- Given problem:
Render each line of the material below as a numbered list, omitting the blank lines.

[Start of Given information]

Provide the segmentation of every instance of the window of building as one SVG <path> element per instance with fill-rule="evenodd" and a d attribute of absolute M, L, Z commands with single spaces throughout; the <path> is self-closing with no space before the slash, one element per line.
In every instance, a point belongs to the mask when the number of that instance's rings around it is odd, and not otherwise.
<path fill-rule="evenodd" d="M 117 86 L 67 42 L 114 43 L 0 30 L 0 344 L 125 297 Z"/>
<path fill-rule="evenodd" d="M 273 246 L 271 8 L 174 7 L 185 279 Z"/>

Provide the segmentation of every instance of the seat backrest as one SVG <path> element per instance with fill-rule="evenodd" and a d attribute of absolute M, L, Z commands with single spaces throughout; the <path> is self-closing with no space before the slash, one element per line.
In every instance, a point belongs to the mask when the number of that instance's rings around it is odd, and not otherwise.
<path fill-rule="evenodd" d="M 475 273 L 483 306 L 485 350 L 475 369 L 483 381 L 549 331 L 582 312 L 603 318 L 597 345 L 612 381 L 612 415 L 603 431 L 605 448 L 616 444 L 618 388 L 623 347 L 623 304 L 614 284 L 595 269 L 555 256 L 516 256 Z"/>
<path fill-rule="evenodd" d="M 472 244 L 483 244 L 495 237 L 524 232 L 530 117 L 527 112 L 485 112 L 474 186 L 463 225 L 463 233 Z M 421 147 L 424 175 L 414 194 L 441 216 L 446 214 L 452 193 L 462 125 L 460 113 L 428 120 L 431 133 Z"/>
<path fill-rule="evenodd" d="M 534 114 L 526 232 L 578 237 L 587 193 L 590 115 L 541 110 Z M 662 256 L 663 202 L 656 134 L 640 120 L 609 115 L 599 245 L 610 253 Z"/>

[End of Given information]

- Output for this task:
1. Provide the segmentation of every instance of the window of building as one SVG <path> element per instance with fill-rule="evenodd" and a d attribute of absolute M, L, Z commands with single spaces throughout; the <path> is self-closing with no space before the slash, one element per line.
2. In every instance, a point belongs to the mask when the number of that instance's rings around it is odd, and not otherwise.
3. <path fill-rule="evenodd" d="M 117 86 L 67 42 L 114 43 L 0 30 L 0 344 L 125 297 Z"/>
4. <path fill-rule="evenodd" d="M 273 246 L 271 8 L 174 7 L 185 279 Z"/>
5. Provide the segmentation of every instance of the seat backrest as one SVG <path> element per instance with fill-rule="evenodd" and a d attribute of absolute M, L, Z commands with single spaces throughout; the <path> is self-closing with no space before the slash, one element per line.
6. In every instance, a point belongs to the mask when the number of that instance's rings around it is odd, and not otherwise.
7. <path fill-rule="evenodd" d="M 475 273 L 483 306 L 485 350 L 475 369 L 483 381 L 549 331 L 582 312 L 603 318 L 597 345 L 612 381 L 612 415 L 603 431 L 605 448 L 616 444 L 618 388 L 623 347 L 623 304 L 614 284 L 595 269 L 555 256 L 516 256 Z"/>
8. <path fill-rule="evenodd" d="M 472 244 L 483 244 L 495 237 L 524 232 L 530 117 L 527 112 L 485 112 L 474 186 L 463 225 L 463 233 Z M 421 147 L 424 175 L 414 194 L 441 216 L 446 214 L 452 193 L 462 125 L 460 113 L 428 120 L 431 133 Z"/>
9. <path fill-rule="evenodd" d="M 534 114 L 526 232 L 578 237 L 587 193 L 590 115 L 541 110 Z M 662 256 L 663 202 L 656 134 L 640 120 L 609 115 L 599 245 L 610 253 Z"/>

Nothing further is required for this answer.